## REQUESTS:
[A] In the Horse Rangers Association passage, copy the text word for word, beginning at the words "The Association is" and stopping after "with special needs.".
[B] For each statement below, say yes or no according to the Horse Rangers Association passage, and quote the words of the passage that settle it. (i) The Association was founded in Shepperton, Surrey in 1954. (ii) The Association is a riding school. (iii) The special needs classes are held at The Royal Mews, Hampton Court.

## EXCERPT:
## Start

The Horse Rangers Association is a registered charity which teaches horsemanship and management of horses so that youngsters of all backgrounds and abilities, from the age of 8 years, can benefit in their own personal development. It is not a riding school.

The Association is based at The Royal Mews, Hampton Court in the London Borough of Richmond upon Thames. A member group of the Riding for the Disabled Association (RDA), it is registered with the British Horse Society (BHS).

History

The Horse Rangers Association was founded in Shepperton, Surrey in 1954 by Raymond Gordon. The charity relocated to the Royal Mews, Hampton Court during the 1960s.  Raymond Gordon’s vision was to enable young people, who would not otherwise have the opportunity, to manage horses and ride; from early in the charity’s existence this included young people with special needs.

Activities
More than 400 children and young people attend classes at the Association each week. The Association's special needs classes operate at its indoor school, located at the Stockyard, Bushy Park.

## End

## ENTRIES SUPPLIED:

## Start

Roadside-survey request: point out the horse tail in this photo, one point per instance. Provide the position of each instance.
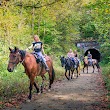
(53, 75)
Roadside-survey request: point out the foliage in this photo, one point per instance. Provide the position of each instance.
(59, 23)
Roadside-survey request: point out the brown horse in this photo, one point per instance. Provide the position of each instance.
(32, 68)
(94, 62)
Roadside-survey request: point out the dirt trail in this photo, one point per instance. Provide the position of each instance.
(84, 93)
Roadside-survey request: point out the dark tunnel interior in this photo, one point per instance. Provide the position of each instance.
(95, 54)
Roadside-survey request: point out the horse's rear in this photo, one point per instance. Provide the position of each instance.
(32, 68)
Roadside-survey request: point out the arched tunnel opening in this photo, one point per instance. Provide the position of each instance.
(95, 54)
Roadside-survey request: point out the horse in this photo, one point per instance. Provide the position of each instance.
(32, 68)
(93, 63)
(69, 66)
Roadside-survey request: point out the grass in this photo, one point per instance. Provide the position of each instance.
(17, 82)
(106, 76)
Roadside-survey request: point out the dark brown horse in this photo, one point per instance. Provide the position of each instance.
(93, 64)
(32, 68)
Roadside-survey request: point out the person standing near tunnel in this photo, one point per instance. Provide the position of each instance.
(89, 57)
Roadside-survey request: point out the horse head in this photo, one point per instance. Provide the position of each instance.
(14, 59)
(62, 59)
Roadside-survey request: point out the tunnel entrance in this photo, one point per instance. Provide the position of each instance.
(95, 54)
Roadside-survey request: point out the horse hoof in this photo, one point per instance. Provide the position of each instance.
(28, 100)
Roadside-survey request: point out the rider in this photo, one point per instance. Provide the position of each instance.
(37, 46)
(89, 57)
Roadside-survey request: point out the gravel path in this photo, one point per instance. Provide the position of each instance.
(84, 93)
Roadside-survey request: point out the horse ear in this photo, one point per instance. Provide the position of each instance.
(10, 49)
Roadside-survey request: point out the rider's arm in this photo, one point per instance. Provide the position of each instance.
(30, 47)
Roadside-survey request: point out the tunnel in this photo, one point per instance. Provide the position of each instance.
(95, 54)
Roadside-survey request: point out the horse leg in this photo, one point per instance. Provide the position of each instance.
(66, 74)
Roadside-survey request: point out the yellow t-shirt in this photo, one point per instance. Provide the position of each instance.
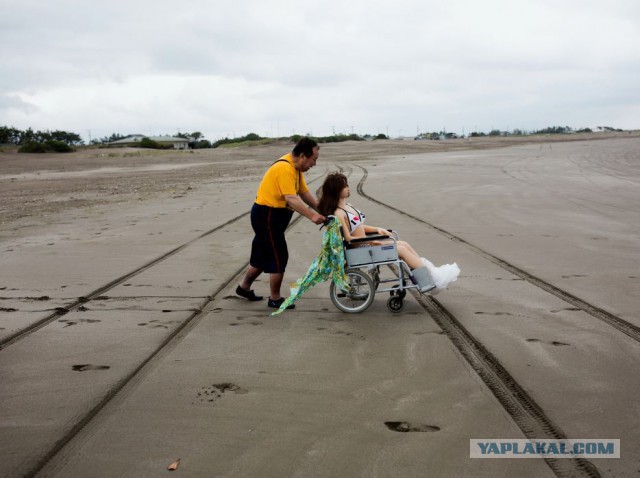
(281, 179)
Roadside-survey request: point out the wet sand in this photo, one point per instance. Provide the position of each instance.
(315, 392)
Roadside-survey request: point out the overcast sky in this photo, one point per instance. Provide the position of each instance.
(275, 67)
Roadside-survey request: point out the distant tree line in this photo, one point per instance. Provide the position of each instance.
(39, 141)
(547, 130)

## End

## ANSWERS FOR THE TASKS:
[A]
The Association is based at The Royal Mews, Hampton Court in the London Borough of Richmond upon Thames. A member group of the Riding for the Disabled Association (RDA), it is registered with the British Horse Society (BHS).

History

The Horse Rangers Association was founded in Shepperton, Surrey in 1954 by Raymond Gordon. The charity relocated to the Royal Mews, Hampton Court during the 1960s.  Raymond Gordon’s vision was to enable young people, who would not otherwise have the opportunity, to manage horses and ride; from early in the charity’s existence this included young people with special needs.

[B]
(i) Yes: "The Horse Rangers Association was founded in Shepperton, Surrey in 1954 by Raymond Gordon."
(ii) No: "It is not a riding school."
(iii) No: "The Association's special needs classes operate at its indoor school, located at the Stockyard, Bushy Park."